Written problem =
Put the lines of the listing into a numbered list, starting at its first line and ending at the line that contains "193 267 255 288", with both included. Leave out any blank lines.

[BEGIN Material]

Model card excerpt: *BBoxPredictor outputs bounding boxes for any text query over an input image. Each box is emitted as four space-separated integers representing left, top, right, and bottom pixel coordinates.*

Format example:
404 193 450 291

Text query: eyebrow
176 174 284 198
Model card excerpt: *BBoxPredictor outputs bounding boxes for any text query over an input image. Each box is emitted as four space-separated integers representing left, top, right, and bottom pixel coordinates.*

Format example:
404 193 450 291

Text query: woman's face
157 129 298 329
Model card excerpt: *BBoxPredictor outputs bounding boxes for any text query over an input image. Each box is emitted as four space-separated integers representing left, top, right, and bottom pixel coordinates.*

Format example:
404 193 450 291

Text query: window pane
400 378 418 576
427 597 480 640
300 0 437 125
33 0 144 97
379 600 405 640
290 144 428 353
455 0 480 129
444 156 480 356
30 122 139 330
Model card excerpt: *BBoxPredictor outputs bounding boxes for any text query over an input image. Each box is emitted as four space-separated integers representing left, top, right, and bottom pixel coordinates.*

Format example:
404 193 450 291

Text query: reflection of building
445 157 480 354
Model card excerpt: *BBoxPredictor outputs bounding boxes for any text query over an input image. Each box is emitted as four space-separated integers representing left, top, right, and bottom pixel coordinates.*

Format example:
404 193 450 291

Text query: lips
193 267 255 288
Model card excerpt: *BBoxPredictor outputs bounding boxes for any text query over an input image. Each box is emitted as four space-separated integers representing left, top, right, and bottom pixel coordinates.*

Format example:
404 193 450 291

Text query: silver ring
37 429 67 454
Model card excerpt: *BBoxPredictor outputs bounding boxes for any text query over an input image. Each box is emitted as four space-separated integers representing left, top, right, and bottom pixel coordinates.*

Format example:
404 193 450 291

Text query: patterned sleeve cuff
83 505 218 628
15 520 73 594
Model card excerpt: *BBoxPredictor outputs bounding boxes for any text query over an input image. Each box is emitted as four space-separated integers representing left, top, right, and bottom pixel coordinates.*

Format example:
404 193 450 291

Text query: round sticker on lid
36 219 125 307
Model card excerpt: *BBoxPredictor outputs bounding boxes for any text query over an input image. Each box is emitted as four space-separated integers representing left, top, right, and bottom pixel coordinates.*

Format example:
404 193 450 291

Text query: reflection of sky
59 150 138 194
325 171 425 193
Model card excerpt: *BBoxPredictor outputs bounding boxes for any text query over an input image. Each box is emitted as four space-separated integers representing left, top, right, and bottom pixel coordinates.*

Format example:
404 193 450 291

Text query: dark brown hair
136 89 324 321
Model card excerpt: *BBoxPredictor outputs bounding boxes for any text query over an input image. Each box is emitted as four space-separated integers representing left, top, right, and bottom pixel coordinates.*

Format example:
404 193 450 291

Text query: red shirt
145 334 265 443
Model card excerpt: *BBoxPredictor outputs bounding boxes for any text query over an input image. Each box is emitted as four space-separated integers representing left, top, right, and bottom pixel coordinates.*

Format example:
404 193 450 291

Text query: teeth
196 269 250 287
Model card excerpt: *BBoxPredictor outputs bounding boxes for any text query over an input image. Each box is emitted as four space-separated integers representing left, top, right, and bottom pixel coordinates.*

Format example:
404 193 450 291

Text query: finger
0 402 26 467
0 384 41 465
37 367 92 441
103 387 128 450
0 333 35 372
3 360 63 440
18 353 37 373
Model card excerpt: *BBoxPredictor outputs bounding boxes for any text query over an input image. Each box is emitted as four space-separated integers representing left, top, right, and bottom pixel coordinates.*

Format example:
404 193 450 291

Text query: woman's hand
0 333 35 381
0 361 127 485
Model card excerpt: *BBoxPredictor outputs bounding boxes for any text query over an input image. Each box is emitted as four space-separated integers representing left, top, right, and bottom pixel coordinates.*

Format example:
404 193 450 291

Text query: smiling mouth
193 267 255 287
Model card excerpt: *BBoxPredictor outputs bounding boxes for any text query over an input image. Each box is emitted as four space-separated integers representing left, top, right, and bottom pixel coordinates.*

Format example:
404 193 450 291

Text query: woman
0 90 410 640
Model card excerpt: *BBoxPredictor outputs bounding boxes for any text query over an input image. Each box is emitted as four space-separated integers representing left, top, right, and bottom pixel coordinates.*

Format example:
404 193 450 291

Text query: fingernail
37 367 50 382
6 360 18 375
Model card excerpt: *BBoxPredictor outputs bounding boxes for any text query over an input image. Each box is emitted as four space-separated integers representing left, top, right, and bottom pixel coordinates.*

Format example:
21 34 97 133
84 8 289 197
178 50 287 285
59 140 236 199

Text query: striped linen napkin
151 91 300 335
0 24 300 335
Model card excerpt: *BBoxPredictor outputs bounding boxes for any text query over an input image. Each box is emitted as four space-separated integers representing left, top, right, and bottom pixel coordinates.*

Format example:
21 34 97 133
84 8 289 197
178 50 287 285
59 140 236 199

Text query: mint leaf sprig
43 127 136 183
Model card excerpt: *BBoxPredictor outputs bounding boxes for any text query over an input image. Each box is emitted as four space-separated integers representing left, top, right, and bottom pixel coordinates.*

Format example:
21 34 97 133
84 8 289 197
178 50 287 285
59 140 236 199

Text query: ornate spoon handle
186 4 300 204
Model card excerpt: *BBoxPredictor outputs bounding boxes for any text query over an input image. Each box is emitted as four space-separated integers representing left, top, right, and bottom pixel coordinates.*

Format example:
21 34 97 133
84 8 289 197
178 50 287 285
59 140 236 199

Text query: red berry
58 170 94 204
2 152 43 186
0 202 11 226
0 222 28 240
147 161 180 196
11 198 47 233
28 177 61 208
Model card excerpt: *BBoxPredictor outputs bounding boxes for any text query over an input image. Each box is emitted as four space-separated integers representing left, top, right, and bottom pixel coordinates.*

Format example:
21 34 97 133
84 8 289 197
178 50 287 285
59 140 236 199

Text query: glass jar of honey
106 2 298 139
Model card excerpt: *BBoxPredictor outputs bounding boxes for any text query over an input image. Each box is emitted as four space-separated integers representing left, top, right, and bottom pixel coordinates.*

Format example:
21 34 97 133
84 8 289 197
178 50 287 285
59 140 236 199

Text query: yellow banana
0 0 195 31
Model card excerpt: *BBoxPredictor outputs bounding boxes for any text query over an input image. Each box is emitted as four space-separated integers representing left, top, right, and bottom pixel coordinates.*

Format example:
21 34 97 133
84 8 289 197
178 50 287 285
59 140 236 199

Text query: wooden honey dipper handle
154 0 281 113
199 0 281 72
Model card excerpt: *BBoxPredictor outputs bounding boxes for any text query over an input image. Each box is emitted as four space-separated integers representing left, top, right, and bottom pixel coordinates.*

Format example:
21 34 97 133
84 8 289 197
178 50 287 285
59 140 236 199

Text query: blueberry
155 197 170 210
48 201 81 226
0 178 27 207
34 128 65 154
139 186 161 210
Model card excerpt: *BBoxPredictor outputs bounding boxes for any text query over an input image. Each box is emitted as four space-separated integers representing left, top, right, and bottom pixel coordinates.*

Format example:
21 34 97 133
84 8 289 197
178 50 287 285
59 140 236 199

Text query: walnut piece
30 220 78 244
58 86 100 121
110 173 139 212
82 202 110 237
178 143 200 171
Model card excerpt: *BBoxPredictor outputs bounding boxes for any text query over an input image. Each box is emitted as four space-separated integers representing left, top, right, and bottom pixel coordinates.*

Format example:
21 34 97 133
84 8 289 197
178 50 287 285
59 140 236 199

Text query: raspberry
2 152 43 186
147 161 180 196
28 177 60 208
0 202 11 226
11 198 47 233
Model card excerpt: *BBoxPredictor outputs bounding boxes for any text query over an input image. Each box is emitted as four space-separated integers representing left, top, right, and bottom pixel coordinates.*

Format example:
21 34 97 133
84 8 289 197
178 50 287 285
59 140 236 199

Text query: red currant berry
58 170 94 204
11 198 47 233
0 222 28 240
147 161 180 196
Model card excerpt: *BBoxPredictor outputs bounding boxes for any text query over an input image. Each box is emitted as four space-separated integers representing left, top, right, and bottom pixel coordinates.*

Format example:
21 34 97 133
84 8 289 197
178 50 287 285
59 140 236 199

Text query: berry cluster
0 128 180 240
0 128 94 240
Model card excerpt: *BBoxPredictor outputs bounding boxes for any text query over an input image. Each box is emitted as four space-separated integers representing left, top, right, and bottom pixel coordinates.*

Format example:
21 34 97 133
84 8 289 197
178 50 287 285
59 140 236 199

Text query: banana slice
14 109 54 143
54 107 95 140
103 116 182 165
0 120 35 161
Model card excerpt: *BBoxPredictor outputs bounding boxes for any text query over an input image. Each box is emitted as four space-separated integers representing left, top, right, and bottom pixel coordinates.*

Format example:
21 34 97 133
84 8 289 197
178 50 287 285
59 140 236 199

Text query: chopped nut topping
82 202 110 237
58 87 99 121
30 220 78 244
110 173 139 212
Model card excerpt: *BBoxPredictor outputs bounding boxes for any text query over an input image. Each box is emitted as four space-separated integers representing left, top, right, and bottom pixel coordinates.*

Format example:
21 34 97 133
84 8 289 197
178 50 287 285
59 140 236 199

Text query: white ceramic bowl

[END Material]

Task result =
1. Model card excerpt: *BBoxPredictor outputs bounding boxes for any text query over an input image. Each box is emitted as four space-separated integers representing left, top, right, and bottom pixel coordinates.*
2. Format example:
3. 404 193 450 291
4. Text query: eyebrow
5. 176 174 284 198
6. Model card excerpt: *BBoxPredictor outputs bounding boxes for any text query over an input image. Each box is emitted as four space-separated integers representing left, top, right, and bottom pixel coordinates.*
7. Format example:
8. 404 193 450 291
9. Text query: woman's face
10. 157 129 298 329
11. Model card excerpt: *BBoxPredictor outputs bounding boxes for any text query over an input image. Each box is emitted as four space-separated integers representing left, top, right, and bottom pixel coordinates.*
12. Format example:
13. 404 193 450 291
14. Text query: window pane
15. 400 378 418 576
16. 427 597 480 640
17. 300 0 437 125
18. 33 0 144 97
19. 379 600 405 640
20. 290 144 428 353
21. 455 0 480 129
22. 444 156 480 356
23. 30 122 139 330
24. Model card excerpt: *BBoxPredictor outputs bounding boxes for any text query over an input image. Each box is emitted as four space-separated integers representing left, top, right, and bottom pixel coordinates.*
25. Format example:
26. 404 193 450 291
27. Text query: reflection of building
28. 445 157 480 354
29. Model card excerpt: *BBoxPredictor outputs bounding boxes for any text query over an input image. Each box is emitted as four space-separated integers representing left, top, right, and bottom pixel coordinates.*
30. Format example:
31. 404 193 450 291
32. Text query: lips
33. 193 267 255 288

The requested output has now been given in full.